---------- Excerpt

3642.0. "Motorola ordered to halt 68030 shipments" by MILKWY::JANZEN (Tom 2285421 FXO/28 Franklin MA) Mon Apr 02 1990 21:27

    Extract from VNS today 2-mar-1990:
    motorola ordered not to sell 68030
Motorola, Hitachi - Battle over patents ends with both ordered to pay damages
	{The Wall Street Journal, 30-Mar-90, p. B3}
   Each has been ordered to pay damages for infringements on the other's
 patents. But the result could be more devastating to Motorola than to Hitachi.

--------------------

Written problem
From the news excerpt about Motorola and Hitachi, duplicate word for word the part that opens with the words "Extract from VNS" and closes with "than to Hitachi.".

---------- Rows

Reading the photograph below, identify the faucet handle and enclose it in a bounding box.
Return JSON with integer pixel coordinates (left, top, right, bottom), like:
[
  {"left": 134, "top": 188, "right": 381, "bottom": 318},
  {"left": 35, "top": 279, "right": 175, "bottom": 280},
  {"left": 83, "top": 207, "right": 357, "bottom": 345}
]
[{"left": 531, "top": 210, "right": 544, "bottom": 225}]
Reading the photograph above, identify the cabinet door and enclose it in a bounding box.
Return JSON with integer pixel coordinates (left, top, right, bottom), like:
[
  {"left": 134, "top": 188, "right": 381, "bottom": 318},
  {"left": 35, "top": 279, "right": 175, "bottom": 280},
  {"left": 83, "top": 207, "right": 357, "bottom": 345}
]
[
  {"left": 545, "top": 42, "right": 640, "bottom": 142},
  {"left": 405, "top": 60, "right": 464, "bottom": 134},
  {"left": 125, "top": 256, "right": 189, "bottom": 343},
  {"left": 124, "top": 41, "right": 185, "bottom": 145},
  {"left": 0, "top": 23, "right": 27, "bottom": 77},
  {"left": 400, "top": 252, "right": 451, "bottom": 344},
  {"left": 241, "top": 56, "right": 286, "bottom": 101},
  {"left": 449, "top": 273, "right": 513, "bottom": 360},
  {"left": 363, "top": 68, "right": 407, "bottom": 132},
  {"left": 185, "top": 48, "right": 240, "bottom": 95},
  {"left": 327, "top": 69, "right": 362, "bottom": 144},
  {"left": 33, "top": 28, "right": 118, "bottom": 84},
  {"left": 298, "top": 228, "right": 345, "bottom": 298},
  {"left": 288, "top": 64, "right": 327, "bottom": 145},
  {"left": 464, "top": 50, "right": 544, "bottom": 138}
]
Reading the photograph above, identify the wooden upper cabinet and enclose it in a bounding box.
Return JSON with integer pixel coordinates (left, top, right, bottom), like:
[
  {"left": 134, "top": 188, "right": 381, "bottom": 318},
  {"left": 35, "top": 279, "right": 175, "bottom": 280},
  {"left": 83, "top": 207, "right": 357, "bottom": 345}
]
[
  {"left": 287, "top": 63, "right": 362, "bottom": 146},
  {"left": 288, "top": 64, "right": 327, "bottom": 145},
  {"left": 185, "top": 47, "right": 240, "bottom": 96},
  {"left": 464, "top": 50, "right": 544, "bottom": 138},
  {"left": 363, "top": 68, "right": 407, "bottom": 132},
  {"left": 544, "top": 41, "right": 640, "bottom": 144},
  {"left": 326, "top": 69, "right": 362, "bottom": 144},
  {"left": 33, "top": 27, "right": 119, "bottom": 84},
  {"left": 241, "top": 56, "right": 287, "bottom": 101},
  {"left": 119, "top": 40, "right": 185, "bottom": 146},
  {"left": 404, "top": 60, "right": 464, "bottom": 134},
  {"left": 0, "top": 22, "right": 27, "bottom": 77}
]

--------------------

Written solution
Extract from VNS today 2-mar-1990:
    motorola ordered not to sell 68030
Motorola, Hitachi - Battle over patents ends with both ordered to pay damages
	{The Wall Street Journal, 30-Mar-90, p. B3}
   Each has been ordered to pay damages for infringements on the other's
 patents. But the result could be more devastating to Motorola than to Hitachi.